*Exercise instructions*
The lines wanted are those in the data below that include "small".

(Items from a data source)
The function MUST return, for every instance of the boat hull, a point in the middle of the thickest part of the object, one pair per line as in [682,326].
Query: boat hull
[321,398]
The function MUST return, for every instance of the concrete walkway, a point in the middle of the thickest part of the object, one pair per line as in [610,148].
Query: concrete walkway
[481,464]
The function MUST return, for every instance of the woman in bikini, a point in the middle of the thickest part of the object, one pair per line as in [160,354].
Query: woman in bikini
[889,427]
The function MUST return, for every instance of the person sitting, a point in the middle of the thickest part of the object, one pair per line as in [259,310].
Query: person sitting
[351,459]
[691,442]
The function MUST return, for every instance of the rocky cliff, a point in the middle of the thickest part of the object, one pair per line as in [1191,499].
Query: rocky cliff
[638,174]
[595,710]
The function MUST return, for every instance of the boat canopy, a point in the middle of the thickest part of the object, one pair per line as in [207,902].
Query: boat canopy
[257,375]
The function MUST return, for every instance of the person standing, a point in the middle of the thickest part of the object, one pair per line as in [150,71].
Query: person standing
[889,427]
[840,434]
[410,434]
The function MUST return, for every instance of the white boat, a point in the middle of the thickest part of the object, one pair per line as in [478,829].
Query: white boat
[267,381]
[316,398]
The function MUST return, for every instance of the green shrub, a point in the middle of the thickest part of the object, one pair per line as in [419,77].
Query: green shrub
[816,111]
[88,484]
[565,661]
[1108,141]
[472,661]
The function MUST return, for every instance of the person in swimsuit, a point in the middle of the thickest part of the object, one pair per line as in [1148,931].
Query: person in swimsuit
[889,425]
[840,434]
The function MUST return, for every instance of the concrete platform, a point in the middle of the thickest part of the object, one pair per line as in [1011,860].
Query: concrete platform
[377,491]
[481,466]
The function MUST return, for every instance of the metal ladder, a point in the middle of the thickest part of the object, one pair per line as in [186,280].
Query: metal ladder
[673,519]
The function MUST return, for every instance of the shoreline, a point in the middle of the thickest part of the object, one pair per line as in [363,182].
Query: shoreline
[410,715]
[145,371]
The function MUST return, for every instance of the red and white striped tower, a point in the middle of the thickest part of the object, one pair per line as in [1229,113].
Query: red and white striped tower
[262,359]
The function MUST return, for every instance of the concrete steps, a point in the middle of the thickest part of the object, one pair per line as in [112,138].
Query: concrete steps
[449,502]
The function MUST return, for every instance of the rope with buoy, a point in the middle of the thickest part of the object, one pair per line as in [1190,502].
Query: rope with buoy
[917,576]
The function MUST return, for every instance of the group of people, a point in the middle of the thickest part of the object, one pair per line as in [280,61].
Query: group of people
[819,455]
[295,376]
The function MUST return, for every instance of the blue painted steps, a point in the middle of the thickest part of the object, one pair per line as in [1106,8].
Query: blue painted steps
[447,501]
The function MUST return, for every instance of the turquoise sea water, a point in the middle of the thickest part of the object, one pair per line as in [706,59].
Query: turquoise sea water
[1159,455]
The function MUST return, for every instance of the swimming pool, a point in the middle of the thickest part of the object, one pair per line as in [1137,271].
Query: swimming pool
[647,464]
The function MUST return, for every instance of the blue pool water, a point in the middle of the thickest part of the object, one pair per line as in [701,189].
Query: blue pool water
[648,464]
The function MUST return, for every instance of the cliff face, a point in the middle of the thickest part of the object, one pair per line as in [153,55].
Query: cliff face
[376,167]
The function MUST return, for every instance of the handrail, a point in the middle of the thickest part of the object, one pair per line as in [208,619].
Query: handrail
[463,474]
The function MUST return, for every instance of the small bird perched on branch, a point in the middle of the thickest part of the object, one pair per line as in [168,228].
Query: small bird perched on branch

*Completed exercise*
The function MUST return, for every instance of the small bird perched on branch, a point in the middle of the thickest part of the object, one pair per line as in [168,228].
Query: small bird perched on branch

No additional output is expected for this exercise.